▶ Problem description
Repeat exactly the lines of the entries below from the one with "Target: the concrete block wall" through the one with "Target: the antenna", both ends included, and nothing else.

▶ Materials provided
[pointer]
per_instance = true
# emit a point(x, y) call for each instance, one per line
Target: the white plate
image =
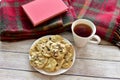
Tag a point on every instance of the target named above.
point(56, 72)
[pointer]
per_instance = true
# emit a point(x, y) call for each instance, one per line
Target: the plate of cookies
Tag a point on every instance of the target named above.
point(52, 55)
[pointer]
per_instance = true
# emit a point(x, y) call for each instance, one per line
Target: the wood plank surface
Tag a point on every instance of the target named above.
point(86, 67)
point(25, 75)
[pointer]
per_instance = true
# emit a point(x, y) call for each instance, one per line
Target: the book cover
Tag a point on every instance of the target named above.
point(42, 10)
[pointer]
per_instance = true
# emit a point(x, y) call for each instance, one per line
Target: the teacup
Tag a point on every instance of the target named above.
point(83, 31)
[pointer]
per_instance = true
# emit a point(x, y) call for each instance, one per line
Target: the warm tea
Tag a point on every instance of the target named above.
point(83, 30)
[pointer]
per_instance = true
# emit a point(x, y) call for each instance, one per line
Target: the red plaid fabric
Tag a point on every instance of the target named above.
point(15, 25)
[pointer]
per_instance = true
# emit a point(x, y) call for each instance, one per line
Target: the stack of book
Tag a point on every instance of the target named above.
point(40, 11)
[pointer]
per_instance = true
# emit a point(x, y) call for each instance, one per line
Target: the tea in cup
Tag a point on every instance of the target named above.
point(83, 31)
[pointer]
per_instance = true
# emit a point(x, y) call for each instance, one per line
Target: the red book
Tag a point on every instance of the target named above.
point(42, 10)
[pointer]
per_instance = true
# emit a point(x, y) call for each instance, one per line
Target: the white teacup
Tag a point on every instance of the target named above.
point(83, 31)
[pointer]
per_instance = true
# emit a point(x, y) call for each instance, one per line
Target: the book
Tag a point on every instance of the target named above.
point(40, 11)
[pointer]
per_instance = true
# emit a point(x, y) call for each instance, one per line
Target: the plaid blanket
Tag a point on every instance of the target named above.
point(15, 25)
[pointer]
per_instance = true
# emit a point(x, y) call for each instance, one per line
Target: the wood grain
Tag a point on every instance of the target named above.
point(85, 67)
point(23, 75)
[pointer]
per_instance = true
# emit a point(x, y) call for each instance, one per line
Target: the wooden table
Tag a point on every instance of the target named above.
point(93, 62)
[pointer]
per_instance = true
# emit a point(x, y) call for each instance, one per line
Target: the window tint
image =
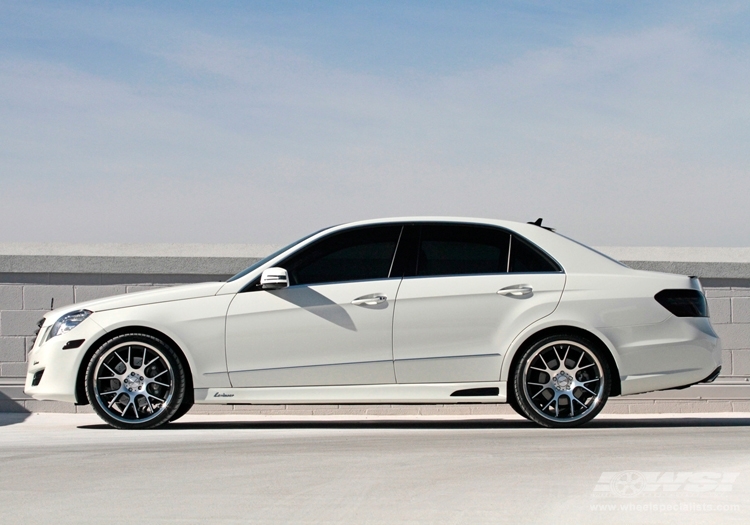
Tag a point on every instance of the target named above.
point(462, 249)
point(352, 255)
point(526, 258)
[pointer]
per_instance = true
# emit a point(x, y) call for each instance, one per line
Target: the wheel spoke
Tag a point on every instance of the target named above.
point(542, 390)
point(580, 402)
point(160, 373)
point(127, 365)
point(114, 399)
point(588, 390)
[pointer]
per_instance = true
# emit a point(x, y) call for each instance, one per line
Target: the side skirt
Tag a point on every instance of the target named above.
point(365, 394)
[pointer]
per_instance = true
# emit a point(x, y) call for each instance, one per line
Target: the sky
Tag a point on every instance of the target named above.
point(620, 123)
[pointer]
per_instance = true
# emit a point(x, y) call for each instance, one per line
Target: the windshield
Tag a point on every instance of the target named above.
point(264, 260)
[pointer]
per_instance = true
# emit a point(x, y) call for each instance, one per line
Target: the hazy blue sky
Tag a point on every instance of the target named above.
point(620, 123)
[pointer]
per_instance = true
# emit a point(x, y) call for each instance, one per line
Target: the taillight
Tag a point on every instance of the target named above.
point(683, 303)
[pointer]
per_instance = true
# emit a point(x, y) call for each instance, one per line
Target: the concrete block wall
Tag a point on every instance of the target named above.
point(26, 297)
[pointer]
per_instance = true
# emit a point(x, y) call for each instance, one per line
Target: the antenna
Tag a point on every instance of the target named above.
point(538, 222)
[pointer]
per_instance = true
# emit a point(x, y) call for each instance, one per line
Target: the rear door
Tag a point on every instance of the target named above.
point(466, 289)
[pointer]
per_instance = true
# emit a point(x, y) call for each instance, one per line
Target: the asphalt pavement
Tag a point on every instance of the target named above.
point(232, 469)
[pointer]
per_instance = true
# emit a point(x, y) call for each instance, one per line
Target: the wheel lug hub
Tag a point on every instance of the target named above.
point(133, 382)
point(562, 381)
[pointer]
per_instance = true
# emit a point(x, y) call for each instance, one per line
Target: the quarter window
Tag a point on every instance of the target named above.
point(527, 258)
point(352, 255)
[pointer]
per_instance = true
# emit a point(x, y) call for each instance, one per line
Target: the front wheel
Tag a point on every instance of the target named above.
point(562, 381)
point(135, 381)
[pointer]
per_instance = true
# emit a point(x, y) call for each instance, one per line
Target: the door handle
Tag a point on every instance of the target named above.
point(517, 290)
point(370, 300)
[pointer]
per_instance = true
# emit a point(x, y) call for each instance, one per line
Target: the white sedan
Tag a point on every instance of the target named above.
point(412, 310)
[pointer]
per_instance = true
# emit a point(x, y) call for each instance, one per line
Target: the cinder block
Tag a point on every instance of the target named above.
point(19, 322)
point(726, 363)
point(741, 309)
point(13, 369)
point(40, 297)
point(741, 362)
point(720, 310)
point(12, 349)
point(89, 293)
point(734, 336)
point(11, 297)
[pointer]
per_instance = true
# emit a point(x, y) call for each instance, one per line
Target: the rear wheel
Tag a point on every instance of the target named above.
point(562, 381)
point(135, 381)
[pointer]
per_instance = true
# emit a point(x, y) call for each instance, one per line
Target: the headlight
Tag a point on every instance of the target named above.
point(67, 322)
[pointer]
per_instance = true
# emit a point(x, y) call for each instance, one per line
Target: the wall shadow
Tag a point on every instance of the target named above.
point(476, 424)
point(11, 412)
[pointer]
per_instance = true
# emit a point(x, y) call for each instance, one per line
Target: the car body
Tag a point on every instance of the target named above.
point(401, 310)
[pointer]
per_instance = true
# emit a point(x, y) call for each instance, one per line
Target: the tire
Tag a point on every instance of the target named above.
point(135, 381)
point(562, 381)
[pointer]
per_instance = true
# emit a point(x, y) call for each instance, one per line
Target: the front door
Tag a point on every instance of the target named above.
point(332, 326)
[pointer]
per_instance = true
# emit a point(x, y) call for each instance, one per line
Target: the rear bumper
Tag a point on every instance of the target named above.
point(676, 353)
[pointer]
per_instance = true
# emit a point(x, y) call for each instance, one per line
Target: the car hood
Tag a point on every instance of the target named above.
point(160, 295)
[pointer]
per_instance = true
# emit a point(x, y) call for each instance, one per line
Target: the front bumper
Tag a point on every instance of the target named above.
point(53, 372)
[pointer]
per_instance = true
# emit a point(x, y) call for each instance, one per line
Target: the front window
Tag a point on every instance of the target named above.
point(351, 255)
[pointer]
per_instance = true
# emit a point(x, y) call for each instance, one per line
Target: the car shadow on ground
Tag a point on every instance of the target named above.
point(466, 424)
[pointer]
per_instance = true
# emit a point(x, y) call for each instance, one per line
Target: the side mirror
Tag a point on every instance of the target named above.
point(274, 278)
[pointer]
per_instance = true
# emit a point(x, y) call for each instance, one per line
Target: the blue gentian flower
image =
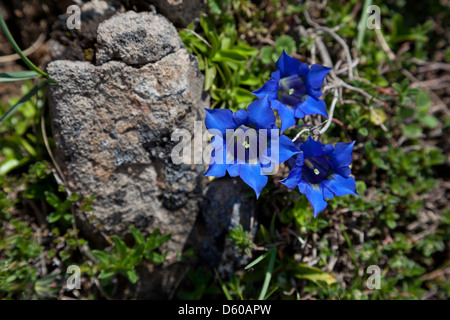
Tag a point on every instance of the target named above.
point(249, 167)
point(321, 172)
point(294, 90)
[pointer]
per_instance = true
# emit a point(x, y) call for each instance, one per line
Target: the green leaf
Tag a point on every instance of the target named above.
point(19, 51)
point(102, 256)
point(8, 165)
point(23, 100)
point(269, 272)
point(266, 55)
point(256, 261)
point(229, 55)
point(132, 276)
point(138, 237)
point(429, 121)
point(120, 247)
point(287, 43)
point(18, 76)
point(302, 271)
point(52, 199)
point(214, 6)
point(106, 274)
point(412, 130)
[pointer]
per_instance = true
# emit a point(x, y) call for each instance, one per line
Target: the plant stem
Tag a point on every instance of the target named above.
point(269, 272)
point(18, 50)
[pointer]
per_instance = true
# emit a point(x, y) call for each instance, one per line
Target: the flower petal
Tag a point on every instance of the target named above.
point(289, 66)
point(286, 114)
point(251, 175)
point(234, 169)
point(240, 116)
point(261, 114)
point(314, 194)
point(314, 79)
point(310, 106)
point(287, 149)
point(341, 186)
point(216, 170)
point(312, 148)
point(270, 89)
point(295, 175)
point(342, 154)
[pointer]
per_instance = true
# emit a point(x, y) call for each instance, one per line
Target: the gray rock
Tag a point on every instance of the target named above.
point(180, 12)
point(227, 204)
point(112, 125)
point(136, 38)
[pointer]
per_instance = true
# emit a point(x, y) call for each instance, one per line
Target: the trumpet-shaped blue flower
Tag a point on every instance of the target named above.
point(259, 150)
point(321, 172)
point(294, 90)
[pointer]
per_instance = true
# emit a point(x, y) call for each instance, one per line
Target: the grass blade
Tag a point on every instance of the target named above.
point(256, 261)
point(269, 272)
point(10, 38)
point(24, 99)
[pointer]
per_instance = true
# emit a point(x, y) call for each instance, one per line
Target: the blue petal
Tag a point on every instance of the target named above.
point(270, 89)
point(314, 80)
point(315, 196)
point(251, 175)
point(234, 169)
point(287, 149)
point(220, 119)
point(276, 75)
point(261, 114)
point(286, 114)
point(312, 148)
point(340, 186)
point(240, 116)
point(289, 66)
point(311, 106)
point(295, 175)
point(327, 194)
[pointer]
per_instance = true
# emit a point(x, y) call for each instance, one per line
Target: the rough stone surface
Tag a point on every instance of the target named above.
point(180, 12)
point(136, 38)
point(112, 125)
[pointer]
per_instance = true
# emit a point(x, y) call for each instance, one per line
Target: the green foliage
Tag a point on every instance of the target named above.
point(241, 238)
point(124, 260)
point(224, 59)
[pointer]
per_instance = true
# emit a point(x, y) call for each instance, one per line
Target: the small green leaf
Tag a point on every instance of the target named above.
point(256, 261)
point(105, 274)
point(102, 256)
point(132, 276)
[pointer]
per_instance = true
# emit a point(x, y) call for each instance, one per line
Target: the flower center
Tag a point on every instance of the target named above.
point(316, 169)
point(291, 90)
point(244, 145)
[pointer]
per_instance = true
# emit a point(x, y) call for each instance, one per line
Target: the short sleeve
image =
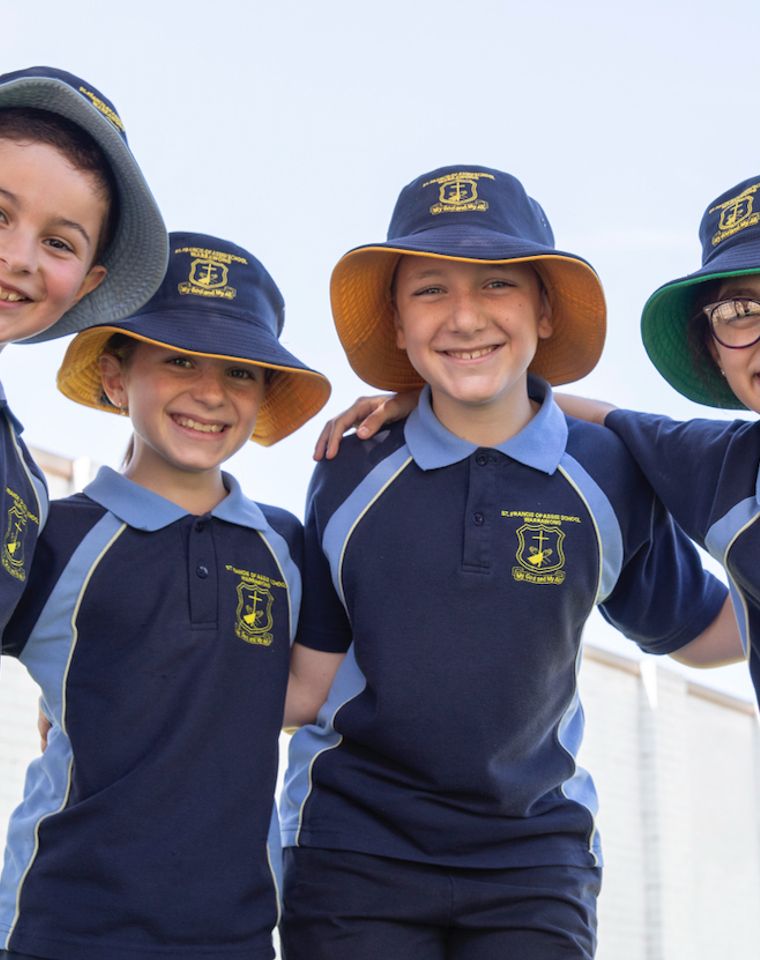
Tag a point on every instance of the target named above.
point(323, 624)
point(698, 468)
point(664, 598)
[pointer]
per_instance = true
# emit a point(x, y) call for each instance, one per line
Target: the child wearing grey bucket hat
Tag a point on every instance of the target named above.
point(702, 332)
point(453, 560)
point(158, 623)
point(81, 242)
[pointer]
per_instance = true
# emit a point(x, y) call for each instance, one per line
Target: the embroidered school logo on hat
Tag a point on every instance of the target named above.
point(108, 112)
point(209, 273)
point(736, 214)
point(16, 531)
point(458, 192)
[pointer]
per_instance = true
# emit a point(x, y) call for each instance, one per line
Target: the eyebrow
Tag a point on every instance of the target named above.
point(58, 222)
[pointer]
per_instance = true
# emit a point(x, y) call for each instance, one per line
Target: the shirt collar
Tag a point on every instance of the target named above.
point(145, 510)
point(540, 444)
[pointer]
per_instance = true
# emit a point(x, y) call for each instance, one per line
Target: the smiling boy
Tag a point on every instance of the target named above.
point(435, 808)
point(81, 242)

▶ Answer area
Target: the concrete block wall
Tag a point on every instance of the target named above.
point(26, 297)
[pointer]
per_instance = true
# emit a point(x, y) call for each instance, one per line
Target: the antenna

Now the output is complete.